Task -> Taking the entries below from the top, restate each line exactly and end with the line containing "box: [18, 37, 22, 46]".

Supplied material ->
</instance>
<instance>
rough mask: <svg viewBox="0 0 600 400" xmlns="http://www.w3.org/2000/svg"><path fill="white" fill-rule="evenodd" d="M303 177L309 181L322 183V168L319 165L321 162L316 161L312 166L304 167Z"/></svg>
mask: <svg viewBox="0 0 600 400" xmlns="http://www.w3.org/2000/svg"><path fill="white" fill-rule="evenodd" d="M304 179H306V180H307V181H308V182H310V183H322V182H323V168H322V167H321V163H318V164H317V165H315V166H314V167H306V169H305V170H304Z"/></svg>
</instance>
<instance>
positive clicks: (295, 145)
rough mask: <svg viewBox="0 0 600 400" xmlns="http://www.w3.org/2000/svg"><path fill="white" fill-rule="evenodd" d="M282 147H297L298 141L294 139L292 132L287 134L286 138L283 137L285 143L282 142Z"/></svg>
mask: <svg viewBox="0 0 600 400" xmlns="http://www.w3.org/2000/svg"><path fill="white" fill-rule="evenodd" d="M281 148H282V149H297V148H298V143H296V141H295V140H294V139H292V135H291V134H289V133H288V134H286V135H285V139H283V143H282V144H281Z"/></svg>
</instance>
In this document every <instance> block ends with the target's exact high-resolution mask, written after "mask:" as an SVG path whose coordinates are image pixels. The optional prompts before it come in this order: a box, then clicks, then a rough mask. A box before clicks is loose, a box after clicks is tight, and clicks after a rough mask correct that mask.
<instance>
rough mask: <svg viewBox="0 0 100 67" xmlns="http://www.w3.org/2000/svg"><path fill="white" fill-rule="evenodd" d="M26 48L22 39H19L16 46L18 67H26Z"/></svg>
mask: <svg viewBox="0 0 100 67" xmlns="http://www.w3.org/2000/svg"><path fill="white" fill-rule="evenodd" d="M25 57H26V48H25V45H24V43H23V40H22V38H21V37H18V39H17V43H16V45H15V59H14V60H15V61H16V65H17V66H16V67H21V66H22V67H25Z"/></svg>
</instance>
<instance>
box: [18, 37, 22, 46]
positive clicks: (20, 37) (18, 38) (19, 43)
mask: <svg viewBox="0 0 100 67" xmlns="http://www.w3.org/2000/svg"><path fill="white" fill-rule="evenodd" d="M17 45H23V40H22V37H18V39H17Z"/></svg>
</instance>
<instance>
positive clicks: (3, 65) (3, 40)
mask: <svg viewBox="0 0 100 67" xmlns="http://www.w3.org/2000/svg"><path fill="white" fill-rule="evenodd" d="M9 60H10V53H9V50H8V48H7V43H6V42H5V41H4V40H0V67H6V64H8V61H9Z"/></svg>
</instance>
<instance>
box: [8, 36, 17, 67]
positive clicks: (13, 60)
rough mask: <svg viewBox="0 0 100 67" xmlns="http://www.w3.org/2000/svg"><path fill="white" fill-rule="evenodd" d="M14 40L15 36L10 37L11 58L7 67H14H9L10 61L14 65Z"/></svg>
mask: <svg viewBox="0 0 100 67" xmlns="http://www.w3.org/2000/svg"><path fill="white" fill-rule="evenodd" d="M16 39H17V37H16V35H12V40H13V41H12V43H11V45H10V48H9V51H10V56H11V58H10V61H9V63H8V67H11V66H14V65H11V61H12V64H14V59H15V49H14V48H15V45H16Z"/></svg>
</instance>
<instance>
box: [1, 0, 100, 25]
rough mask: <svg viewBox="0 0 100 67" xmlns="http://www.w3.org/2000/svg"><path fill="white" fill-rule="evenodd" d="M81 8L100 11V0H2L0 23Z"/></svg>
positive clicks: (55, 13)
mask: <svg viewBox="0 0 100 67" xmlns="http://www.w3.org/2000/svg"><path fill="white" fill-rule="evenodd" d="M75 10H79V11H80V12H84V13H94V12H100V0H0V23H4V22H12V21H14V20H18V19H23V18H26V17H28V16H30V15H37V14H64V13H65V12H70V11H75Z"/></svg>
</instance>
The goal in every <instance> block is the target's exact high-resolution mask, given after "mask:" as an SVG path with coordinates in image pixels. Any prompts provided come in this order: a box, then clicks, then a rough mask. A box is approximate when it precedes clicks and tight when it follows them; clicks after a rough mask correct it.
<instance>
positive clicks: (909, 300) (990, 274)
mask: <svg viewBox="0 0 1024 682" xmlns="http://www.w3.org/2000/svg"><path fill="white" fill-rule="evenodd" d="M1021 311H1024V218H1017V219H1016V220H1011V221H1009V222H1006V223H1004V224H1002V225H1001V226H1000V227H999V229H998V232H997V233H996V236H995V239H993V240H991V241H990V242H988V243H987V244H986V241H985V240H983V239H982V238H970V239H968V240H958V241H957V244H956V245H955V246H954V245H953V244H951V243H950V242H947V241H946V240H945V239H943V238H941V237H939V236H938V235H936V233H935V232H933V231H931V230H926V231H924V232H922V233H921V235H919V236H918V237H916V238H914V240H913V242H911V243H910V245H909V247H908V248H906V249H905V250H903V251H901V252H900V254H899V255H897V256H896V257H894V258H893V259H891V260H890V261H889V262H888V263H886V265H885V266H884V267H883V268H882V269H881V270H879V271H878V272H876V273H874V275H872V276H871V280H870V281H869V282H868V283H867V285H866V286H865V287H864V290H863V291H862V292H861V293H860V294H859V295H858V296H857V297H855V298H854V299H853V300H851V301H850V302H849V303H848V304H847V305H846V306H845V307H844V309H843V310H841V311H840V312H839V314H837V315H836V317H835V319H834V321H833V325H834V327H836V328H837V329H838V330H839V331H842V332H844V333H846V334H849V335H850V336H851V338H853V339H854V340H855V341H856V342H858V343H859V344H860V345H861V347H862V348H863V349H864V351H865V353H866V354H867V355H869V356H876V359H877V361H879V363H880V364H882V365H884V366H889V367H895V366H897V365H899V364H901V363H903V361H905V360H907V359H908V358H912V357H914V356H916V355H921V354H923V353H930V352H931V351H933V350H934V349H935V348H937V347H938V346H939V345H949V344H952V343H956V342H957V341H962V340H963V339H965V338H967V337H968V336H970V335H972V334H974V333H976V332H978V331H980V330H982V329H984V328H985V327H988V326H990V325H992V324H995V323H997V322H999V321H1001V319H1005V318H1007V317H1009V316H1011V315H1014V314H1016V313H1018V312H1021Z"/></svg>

Answer ->
</instance>
<instance>
rough mask: <svg viewBox="0 0 600 400" xmlns="http://www.w3.org/2000/svg"><path fill="white" fill-rule="evenodd" d="M303 177L309 181L322 183V168L319 165L321 162L316 161L312 166L304 167Z"/></svg>
mask: <svg viewBox="0 0 600 400" xmlns="http://www.w3.org/2000/svg"><path fill="white" fill-rule="evenodd" d="M304 179H306V180H307V181H308V182H310V183H322V182H323V168H322V167H321V163H318V164H317V165H315V166H314V167H306V169H305V170H304Z"/></svg>
</instance>
<instance>
positive clicks: (295, 145)
rough mask: <svg viewBox="0 0 600 400" xmlns="http://www.w3.org/2000/svg"><path fill="white" fill-rule="evenodd" d="M282 147H297L298 141L294 139L292 132L287 134L286 138L283 137L285 143L282 142Z"/></svg>
mask: <svg viewBox="0 0 600 400" xmlns="http://www.w3.org/2000/svg"><path fill="white" fill-rule="evenodd" d="M281 148H282V149H297V148H298V143H296V141H295V140H294V139H292V135H291V134H289V133H288V134H286V135H285V139H283V143H282V144H281Z"/></svg>
</instance>
In this document every <instance> block ends with the target's exact high-resolution mask, written after "mask:" as an SVG path whose coordinates are image pixels. The optional prompts before it come in this order: a box, then clicks, then a rough mask. A box before clicks is loose, a box after clicks is tight, and clicks after a rough mask correct that mask.
<instance>
rough mask: <svg viewBox="0 0 100 67" xmlns="http://www.w3.org/2000/svg"><path fill="white" fill-rule="evenodd" d="M26 48L22 39H19L16 46L18 67H26Z"/></svg>
mask: <svg viewBox="0 0 100 67" xmlns="http://www.w3.org/2000/svg"><path fill="white" fill-rule="evenodd" d="M25 57H26V48H25V45H24V43H23V40H22V38H21V37H18V39H17V43H16V45H15V59H14V60H15V61H16V65H17V66H16V67H21V66H22V67H25Z"/></svg>
</instance>
<instance>
box: [18, 37, 22, 46]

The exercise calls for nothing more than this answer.